_ITEMS_:
■ ■ ■ ■

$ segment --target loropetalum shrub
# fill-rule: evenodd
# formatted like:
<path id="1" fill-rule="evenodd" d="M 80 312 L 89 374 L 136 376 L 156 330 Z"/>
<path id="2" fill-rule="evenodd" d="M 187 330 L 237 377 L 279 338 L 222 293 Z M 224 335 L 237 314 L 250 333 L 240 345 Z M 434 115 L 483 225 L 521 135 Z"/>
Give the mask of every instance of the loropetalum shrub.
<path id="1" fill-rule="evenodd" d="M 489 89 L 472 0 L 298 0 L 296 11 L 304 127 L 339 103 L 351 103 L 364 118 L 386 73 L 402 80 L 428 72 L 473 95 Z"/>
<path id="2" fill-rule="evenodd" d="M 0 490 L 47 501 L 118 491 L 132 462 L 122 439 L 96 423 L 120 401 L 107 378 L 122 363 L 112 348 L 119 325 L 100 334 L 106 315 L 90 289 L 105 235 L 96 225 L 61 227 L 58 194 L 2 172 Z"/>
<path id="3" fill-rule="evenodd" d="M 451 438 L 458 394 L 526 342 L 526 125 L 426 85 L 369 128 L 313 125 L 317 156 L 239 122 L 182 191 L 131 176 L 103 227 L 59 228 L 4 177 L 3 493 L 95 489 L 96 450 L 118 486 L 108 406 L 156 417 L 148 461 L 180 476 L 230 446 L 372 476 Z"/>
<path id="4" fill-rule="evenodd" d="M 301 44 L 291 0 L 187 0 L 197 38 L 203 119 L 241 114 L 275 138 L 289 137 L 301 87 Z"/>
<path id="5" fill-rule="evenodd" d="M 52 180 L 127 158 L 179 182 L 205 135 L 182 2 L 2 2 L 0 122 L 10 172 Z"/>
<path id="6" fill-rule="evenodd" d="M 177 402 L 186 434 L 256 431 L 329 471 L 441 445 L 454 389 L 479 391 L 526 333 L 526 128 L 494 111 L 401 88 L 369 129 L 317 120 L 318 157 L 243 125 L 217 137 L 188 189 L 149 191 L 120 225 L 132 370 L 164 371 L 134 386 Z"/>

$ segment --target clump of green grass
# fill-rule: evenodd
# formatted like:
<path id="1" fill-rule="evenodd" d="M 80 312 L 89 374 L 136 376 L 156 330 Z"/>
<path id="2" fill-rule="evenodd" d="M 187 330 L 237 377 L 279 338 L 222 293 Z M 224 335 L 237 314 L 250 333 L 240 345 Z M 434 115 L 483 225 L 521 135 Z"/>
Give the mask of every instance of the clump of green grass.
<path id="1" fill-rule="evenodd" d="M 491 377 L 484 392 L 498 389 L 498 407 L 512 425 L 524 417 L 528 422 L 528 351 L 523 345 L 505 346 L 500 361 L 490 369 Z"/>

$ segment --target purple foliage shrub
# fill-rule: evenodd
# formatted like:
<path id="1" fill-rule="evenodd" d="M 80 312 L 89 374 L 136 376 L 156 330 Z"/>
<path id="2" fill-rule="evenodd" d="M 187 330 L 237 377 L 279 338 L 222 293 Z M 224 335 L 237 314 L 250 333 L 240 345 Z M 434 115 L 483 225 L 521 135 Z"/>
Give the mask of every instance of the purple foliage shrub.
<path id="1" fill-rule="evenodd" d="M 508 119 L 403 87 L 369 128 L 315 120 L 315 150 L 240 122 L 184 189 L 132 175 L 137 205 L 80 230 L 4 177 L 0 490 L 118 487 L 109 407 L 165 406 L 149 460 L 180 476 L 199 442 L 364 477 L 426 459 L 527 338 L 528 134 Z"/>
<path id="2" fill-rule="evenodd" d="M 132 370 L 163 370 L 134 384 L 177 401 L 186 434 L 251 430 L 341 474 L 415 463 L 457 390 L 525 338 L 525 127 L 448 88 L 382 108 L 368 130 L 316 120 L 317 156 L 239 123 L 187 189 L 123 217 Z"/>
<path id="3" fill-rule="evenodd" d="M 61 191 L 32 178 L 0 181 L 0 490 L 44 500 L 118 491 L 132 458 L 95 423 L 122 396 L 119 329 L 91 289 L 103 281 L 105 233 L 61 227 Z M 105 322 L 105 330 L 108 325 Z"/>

■ ■ ■ ■

_GIVEN TASK_:
Reproduce the entries from their start through the line containing "490 L 47 501", with "loropetalum shrub" replaced by "fringe flower shrub" and nothing else changed. Output only that span.

_TASK RESPONSE_:
$ segment --target fringe flower shrub
# fill-rule: evenodd
# formatted like:
<path id="1" fill-rule="evenodd" d="M 80 312 L 89 374 L 136 376 L 156 330 Z"/>
<path id="2" fill-rule="evenodd" d="M 187 330 L 237 377 L 279 338 L 222 293 Z M 224 335 L 237 314 L 250 333 L 240 345 Z M 434 115 L 483 225 L 521 135 Z"/>
Give the mask of every instance of the fringe flower shrub.
<path id="1" fill-rule="evenodd" d="M 489 89 L 472 0 L 298 0 L 296 11 L 304 127 L 339 103 L 351 103 L 364 118 L 386 73 L 402 80 L 428 72 L 473 95 Z"/>
<path id="2" fill-rule="evenodd" d="M 0 490 L 47 501 L 118 491 L 132 462 L 122 439 L 96 423 L 120 401 L 107 378 L 122 363 L 112 348 L 119 325 L 100 334 L 106 315 L 90 289 L 105 235 L 96 225 L 61 227 L 58 194 L 2 172 Z"/>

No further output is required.